**What this task involves:** Output the full listing below exactly.
****
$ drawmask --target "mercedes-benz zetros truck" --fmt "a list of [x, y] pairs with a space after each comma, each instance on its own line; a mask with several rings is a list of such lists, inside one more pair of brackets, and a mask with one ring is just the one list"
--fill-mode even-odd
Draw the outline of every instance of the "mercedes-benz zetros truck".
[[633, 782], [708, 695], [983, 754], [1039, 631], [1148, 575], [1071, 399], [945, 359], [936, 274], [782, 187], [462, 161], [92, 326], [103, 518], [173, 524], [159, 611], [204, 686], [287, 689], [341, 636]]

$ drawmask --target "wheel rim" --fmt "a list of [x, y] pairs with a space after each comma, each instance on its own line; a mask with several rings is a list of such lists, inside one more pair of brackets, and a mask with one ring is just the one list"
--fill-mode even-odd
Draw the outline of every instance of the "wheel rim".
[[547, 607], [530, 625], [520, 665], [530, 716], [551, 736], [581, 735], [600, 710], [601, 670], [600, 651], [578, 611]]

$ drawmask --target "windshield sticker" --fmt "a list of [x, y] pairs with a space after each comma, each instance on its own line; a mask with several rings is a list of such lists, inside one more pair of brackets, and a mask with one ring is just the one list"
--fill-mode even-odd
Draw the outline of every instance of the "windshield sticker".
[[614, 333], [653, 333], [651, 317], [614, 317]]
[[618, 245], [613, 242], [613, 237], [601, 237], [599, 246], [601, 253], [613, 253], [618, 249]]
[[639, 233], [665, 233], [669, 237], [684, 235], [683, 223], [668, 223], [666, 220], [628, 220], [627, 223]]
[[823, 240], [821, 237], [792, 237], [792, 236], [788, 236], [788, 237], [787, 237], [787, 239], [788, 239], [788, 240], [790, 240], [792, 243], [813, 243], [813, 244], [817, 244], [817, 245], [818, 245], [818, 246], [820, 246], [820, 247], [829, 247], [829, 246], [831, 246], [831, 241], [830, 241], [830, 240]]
****
**Answer to this problem:**
$ drawmask --target "mercedes-benz zetros truck" --fmt "a list of [x, y] pairs with a space after each comma, each instance on its own line; a mask with several rings is a list of such lists, inside one more pair of brackets, and a mask with one ring is just the one list"
--fill-mode even-odd
Draw the outline of every instance of the "mercedes-benz zetros truck".
[[633, 782], [708, 695], [983, 754], [1039, 631], [1148, 575], [1071, 399], [945, 359], [936, 274], [782, 187], [462, 161], [92, 326], [103, 518], [173, 524], [159, 611], [204, 686], [287, 689], [341, 636]]

$ drawmask --target "wheel rim" --fmt "a list of [x, y] pairs with a space after each comma, each instance on its own line; a mask with several rings is a list of such lists, inside one more pair of brackets, and a mask with one ring is just the one list"
--fill-mode even-odd
Draw the outline of every instance of the "wheel rim".
[[547, 607], [530, 625], [520, 665], [530, 716], [551, 736], [581, 735], [600, 710], [601, 670], [600, 651], [578, 611]]

$ drawmask --target "windshield sticker" --fmt "a list of [x, y] pairs with a space after each comma, each instance on its own line; a mask with several rings is a list of such lists, inside one more pair of brackets, and a mask with one ring is just the one list"
--fill-mode even-odd
Draw the outline of every instance of the "windshield sticker".
[[614, 333], [653, 333], [651, 317], [614, 317]]
[[618, 245], [613, 242], [613, 237], [601, 237], [599, 246], [601, 253], [613, 253], [618, 249]]
[[639, 233], [665, 233], [669, 237], [684, 235], [683, 223], [668, 223], [666, 220], [628, 220], [627, 223]]
[[823, 240], [821, 237], [792, 237], [792, 236], [788, 236], [788, 237], [787, 237], [787, 239], [788, 239], [788, 240], [790, 240], [792, 243], [813, 243], [813, 244], [817, 244], [817, 245], [818, 245], [818, 246], [820, 246], [820, 247], [829, 247], [829, 246], [831, 246], [831, 241], [830, 241], [830, 240]]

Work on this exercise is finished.